■ What is needed ■
What follows is a set of entries. Repeat them exactly, but not their pictures.

■ Data lines ■
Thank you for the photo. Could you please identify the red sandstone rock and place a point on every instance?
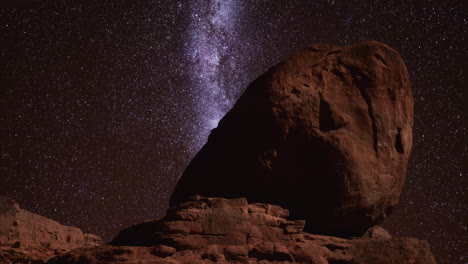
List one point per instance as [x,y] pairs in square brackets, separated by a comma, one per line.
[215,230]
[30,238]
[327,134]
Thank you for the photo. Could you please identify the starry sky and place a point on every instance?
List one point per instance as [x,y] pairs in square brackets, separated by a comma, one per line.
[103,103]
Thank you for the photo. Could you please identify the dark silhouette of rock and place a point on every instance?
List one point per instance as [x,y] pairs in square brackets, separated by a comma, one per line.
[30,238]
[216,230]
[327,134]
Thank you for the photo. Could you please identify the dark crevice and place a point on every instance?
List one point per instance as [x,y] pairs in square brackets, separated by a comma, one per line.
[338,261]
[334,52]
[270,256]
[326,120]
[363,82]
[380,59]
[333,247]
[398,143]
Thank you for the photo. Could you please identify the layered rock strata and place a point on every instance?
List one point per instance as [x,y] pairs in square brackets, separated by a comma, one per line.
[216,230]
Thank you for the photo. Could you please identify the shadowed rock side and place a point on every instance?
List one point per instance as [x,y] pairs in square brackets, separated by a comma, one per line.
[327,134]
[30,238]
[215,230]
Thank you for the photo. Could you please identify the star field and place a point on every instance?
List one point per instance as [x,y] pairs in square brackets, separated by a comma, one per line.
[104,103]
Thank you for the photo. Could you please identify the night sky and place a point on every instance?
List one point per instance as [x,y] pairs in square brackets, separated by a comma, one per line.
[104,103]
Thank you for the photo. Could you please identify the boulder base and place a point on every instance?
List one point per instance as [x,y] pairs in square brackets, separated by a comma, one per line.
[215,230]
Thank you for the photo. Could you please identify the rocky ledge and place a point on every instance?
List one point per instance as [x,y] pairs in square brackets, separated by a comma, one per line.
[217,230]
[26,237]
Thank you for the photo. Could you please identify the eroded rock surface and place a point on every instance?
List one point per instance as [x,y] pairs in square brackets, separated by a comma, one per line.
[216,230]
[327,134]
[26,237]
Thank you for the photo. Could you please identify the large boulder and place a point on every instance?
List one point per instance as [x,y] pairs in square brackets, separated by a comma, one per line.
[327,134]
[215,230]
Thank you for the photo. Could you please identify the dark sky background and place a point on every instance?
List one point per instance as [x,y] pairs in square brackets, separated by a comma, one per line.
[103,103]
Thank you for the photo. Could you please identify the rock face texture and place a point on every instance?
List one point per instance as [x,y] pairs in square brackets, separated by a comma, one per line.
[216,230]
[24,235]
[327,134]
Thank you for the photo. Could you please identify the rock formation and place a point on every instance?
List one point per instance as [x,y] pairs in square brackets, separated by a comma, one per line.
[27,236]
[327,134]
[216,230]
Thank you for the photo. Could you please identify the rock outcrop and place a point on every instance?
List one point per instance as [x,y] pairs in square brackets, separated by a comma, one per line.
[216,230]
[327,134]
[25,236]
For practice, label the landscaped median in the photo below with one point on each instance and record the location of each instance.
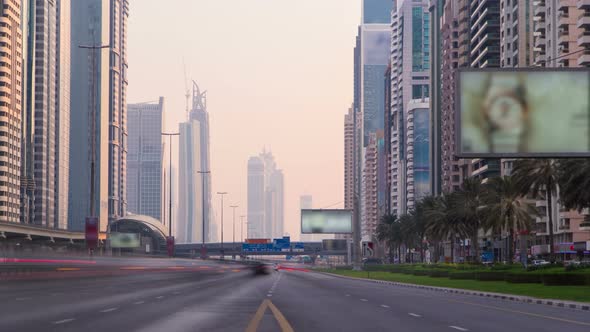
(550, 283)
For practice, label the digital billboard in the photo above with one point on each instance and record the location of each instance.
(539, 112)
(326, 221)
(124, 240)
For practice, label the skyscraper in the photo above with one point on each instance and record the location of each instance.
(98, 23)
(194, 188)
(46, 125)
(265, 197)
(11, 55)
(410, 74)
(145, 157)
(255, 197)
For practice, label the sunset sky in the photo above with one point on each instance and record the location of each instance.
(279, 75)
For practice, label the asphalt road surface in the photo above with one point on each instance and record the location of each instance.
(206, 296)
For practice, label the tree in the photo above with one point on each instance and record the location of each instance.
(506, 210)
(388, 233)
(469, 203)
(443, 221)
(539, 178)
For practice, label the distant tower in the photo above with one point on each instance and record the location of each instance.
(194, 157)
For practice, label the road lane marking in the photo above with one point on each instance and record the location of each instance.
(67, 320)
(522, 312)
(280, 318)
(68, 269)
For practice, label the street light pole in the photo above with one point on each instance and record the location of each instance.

■ Final result ■
Thank you for the photo. Could you please identify the red sandstone rock and place a point on every instance?
List one point per instance as [x,y] pairs in square brackets, separated by a comma, one per line.
[215,230]
[30,238]
[327,134]
Thank you for the photo. Could you please identify the starry sky and place a point on every instance?
List one point per instance as [x,y] pairs in square brackets, separated by a comma, one per line.
[103,103]
Thank you for the photo. Could you please identify the dark silhouette of rock and place a point on every instance?
List one point per instance as [x,y] pairs in square brackets, separated by a comma, one per line.
[30,238]
[216,230]
[327,134]
Thank you for the photo. Could you please identify the dark crevice and place a point on every instance?
List one point per instance as [x,y] pairs in square brackets, separated by a comma, one per line.
[338,261]
[334,52]
[270,256]
[326,120]
[363,82]
[380,59]
[333,247]
[398,143]
Thank you for the photo. Could you please identify the layered rock strata and place a point on every instance?
List one point per instance as [x,y] pairs in square brackets, separated by a comma, one per line.
[216,230]
Thank you for the photo. Could you please identify the shadowed rock side and place a point on every instance?
List one point per instance as [x,y] pairs in square brackets, separated by a comma, one per line.
[327,134]
[30,238]
[215,230]
Thank you for the photo. Could you please identify the star field and place a point on every instance?
List one point per instance as [x,y] pairs in square brackets, separated by a comma, one per line.
[104,103]
Thank you for the photo. Could you please identify the night sky and place a point on every instance?
List one point per instance as [x,y] pairs in square brackets, separated by a comma, one per line.
[104,103]
Thank you for the photo. Could you please identify the boulder base and place a point on every instance?
List one point per instance as [x,y] pairs in square brackets, separated by a comma, one per line.
[215,230]
Thank you for the photo. Could you please identify the rocky ledge and place a point on every instance?
List one point per instance as [x,y] pairs in square brackets, separated by a comma, one per line.
[217,230]
[26,237]
Thank you for the photo. Could you please identify the eroded rock surface and place a point on every instance?
List one point per instance as [x,y] pairs in square brackets, separated by a comma, one per line.
[216,230]
[327,134]
[26,237]
Thank you for the photo. Could you please identify the large boulder and place a point on every instance?
List one point per instance as [x,y] pairs in square brackets, separated by a comma, one per line.
[327,134]
[215,230]
Thank you for the photo. Could you please identify the dark sky background and place a point on every instance?
List one point per instance as [x,y] pairs in square brackets, separated by a comma, one per line.
[103,103]
Thank you for the photo. Could you please identify the rock face texture and place a point on every instance?
List one point per instance as [x,y] pairs in square brackets, separated by a comma, one per line.
[216,230]
[24,235]
[327,134]
Thank you for the photo. Could you please identify the rock formation and place a point on every instance?
List one point per instance as [x,y] pairs in square brackets, separated by a comma, one per line.
[27,236]
[327,134]
[216,230]
Thank you for the photo. Could you please identify the rock outcrop and place a point on every instance?
List one point per instance as [x,y] pairs in square brackets, separated by a comma, one per line.
[216,230]
[327,134]
[25,236]
For practice, label the landscaped median in the photo below with one point on each instance and record the location of each instance.
(550, 283)
For practice, label the digital billboard in the photo above with one point on each instance and record the location of each instance.
(539, 112)
(326, 221)
(124, 240)
For practice, label the skyscraper in the photo above with one point on each instance and record the location of each instance.
(98, 23)
(194, 188)
(46, 125)
(265, 197)
(11, 55)
(410, 74)
(145, 157)
(255, 197)
For practice, label the sunset sky in the photo above with one point on each instance and record the location of each instance.
(279, 75)
For practice, label the asphalt road surface in the photo above with one point on each instance and record the location of each instance.
(206, 296)
For practice, label the tree in the photo above with one point on each instance and record the location of each instance.
(506, 210)
(388, 233)
(469, 203)
(443, 221)
(539, 178)
For practice, label the distant tower in the photo above with one point on each instance and record the location of each instance.
(194, 157)
For practice, label the road lane marking in the photo above with one point on each instance and record the location of each instance.
(67, 320)
(522, 312)
(280, 318)
(68, 269)
For practice, label the street light pole in the photo above with one point on each instance and record the location of each instance.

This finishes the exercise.